- _Consegna_:
Riporti il tratto del testo sui fan token da "Lanciata dalla società" fino a "tanti altri privilegi.", aggiornandolo con "tifosi" al posto di "supporters".

- _Testo di studio_:
+ + +
Lanciata dalla società Socios, piattaforma che si basa sull’idea di Direct to Consumer (D2C), strategia di marketing che consiste nel vendere il prodotto direttamente al consumatore finale senza intermediari, il principio dei fan token è semplice: le società vendono ai propri supporters sparsi in tutto il mondo, anche quelli che non hanno mai messo piede allo stadio e probabilmente mai lo faranno, delle azioni virtuali che offrono la possibilità di prendere parte ad alcune decisioni della società in ambito di marketing, acquisto di pacchetti stadio in esclusiva e tanti altri privilegi.
I fan token sono quindi una modalità di finanziamento reale che vive e si sviluppa nel mondo virtuale, un finanziamento diretto da parte dei tifosi che consente di versare denaro contante nella casse dei club senza che sia necessario fare aumenti di capitale emettendo nuove azioni oppure obbligazioni. In un periodo come quello dell’ultimo anno e mezzo, fatto di incassi zero e ristrettezze economiche, se le persone non possono più andare negli stadi e nei negozi ufficiali bisogna fare in modo che siano questi ad arrivare da loro. Certo i tifosi resteranno sempre esclusi dalle decisioni che davvero contano – mercato, gestione spese etc. –, ma in questo modo avranno almeno l’illusione di essere più vicini e soprattutto più coinvolti nella vita della loro squadra del cuore.
Il fantasista argentino è così il primo calciatore al mondo ad essere pagato anche con i fan token, un altro primato, seppur virtuale, da aggiungere ai tanti già in bacheca (tecnicamente il PSG ha poi lanciato un pacchetto di benvenuto Messi, regalando al giocatore una serie di fan token da gestire a suo piacimento). I francesi sono stati tra i primi, nel mondo del calcio, a capire le potenzialità di questo strumento iniziando la collaborazione con Socios nel 2018. E solo negli ultimi mesi, grazie al mercato fatto da Leonardo e Al-Khelaifi, il volume di scambio dei fan token del PSG ha superato il miliardo di dollari.
Questo tipo di strategia sta facendo proseliti tra le squadre di tutto il mondo: dal Valencia ai Glasgow Rangers passando per l’Everton e altre squadre inglesi.
I club italiani, con un po’ di ritardo, stanno piano piano entrando anche loro nel mercato. Milan (pure i rossoneri hanno realizzato fan token da regalare ai nuovi acquisti del mercato estivo ma questi non saranno integrati nello stipendio), Roma, Juventus e Inter, ultima in ordine temporale, sono alcune delle squadre della nostra Serie A che hanno colto la palla al balzo guadagnando qualche milione extra dalla collaborazione con la Socios, DigitalBits e BitMEX, tutte società di criptovalute.
+ + +
- _Righe elencate_:
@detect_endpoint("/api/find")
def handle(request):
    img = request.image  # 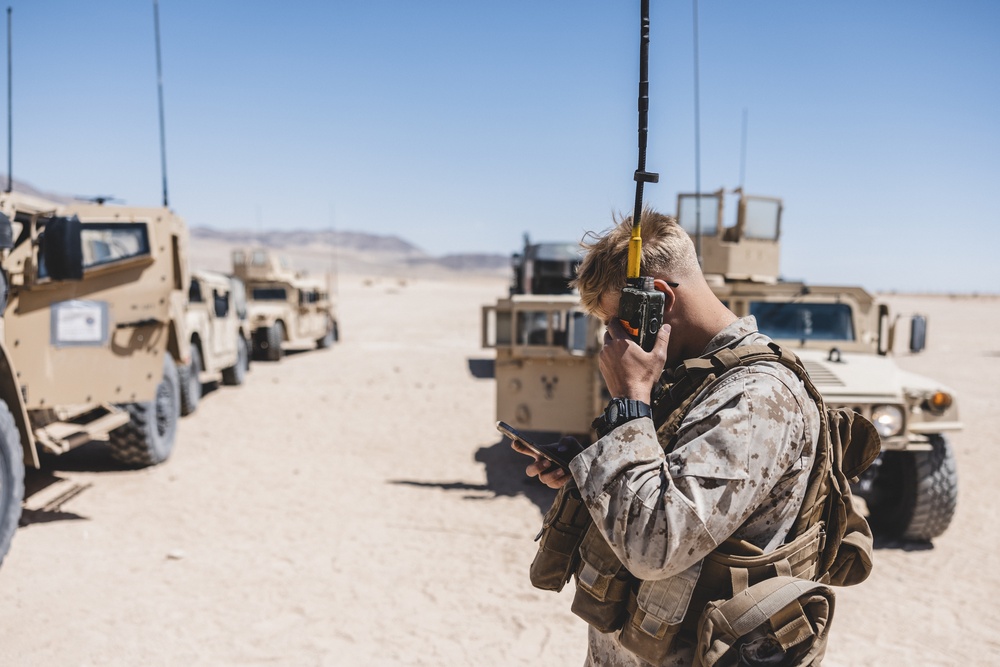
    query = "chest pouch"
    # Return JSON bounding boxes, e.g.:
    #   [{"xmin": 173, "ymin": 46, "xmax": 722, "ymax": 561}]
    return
[
  {"xmin": 572, "ymin": 524, "xmax": 637, "ymax": 632},
  {"xmin": 529, "ymin": 482, "xmax": 593, "ymax": 591},
  {"xmin": 694, "ymin": 576, "xmax": 835, "ymax": 667},
  {"xmin": 618, "ymin": 561, "xmax": 704, "ymax": 665}
]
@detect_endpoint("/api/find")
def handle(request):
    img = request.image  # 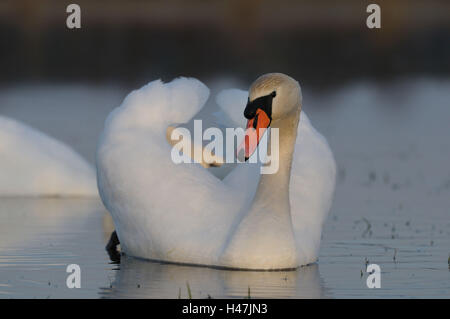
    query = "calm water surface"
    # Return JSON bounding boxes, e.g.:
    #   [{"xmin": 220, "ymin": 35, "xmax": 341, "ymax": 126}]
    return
[{"xmin": 0, "ymin": 80, "xmax": 450, "ymax": 298}]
+ + +
- _Risposta_:
Lanciata dalla società Socios, piattaforma che si basa sull’idea di Direct to Consumer (D2C), strategia di marketing che consiste nel vendere il prodotto direttamente al consumatore finale senza intermediari, il principio dei fan token è semplice: le società vendono ai propri tifosi sparsi in tutto il mondo, anche quelli che non hanno mai messo piede allo stadio e probabilmente mai lo faranno, delle azioni virtuali che offrono la possibilità di prendere parte ad alcune decisioni della società in ambito di marketing, acquisto di pacchetti stadio in esclusiva e tanti altri privilegi.